*Stated problem*.
Could you copy the material word for word, from the line with "Mark the region of each instance of the <item>red" up to and including the line with "MULTIPOLYGON (((36 148, 40", leaving the pictures out?

-- start --

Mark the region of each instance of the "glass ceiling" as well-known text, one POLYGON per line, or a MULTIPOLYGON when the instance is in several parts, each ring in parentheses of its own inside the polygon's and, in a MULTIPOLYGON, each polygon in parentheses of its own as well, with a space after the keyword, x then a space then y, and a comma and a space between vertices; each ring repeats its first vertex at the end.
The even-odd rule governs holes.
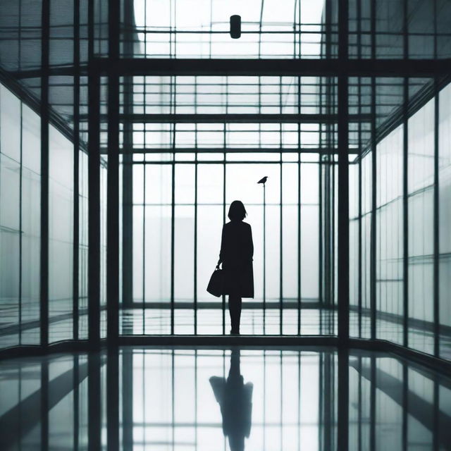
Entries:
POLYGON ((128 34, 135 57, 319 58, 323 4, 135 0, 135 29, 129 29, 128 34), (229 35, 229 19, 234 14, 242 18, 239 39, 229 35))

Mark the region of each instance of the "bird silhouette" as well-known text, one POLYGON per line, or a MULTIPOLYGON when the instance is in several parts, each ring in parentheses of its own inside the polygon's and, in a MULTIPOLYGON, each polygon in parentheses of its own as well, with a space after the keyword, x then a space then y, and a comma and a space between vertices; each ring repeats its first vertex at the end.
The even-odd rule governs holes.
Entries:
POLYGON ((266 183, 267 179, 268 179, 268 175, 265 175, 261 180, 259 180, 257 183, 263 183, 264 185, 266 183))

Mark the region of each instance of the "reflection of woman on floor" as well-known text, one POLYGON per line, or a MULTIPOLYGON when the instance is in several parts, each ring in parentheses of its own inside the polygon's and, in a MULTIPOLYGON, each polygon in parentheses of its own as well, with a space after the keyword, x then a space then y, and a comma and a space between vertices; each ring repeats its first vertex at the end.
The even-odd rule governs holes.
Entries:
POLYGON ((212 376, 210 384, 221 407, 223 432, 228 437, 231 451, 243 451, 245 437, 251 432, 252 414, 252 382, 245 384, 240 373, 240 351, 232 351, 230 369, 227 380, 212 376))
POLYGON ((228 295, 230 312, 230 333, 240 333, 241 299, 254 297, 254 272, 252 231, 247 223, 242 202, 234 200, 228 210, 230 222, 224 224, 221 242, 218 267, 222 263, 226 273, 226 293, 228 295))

-- end --
-- start --

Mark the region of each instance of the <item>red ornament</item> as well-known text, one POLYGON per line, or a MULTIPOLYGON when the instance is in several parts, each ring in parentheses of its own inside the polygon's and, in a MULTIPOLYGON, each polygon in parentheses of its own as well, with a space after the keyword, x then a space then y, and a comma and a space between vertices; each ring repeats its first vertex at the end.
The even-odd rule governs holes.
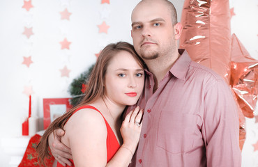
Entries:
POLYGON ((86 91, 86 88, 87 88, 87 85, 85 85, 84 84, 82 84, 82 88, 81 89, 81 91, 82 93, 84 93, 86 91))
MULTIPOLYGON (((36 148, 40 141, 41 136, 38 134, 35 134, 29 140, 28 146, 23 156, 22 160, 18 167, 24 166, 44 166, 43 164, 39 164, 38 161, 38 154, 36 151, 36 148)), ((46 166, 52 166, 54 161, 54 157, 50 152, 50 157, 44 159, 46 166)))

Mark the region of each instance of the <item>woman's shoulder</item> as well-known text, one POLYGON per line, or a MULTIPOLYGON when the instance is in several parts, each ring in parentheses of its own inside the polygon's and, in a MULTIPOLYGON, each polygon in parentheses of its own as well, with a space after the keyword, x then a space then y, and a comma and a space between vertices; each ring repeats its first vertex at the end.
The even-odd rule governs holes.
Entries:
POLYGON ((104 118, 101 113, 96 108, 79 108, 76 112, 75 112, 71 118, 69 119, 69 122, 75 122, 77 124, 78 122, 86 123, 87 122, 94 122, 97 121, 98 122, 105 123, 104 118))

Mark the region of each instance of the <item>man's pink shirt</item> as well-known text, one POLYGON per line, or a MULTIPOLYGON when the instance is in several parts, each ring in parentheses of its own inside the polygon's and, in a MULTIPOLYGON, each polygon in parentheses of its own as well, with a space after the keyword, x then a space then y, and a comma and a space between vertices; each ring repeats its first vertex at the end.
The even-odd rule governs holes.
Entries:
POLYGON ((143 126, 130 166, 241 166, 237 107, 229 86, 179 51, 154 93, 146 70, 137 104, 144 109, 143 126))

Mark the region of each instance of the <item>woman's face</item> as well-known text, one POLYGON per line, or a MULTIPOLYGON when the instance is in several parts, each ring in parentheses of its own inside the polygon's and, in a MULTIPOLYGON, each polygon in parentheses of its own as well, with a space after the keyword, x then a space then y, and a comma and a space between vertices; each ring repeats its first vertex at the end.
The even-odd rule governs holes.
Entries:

-- end --

*Response for this exercise*.
Mark the region of each instance of the <item>red ornament</item> as well-known text, one POLYGON per line, or a MULTIPOLYGON when the instance is in several parts, each ring in parentheses of its own inside the polygon's and, in a MULTIPOLYGON, each polygon in parentheses of its own as well, with a space after the keyword, x then a space then y, and a comma and a space between vertices; each ring repeats its first vertex at the end.
The even-odd rule governs holes.
Entries:
POLYGON ((86 91, 86 88, 87 88, 87 85, 85 85, 84 84, 82 84, 82 88, 81 89, 81 91, 82 93, 84 93, 86 91))
MULTIPOLYGON (((36 148, 40 141, 41 136, 38 134, 35 134, 29 140, 28 146, 23 156, 22 160, 18 167, 24 166, 44 166, 43 164, 39 164, 38 161, 38 154, 36 151, 36 148)), ((46 166, 52 166, 54 161, 54 157, 50 152, 50 157, 44 159, 46 166)))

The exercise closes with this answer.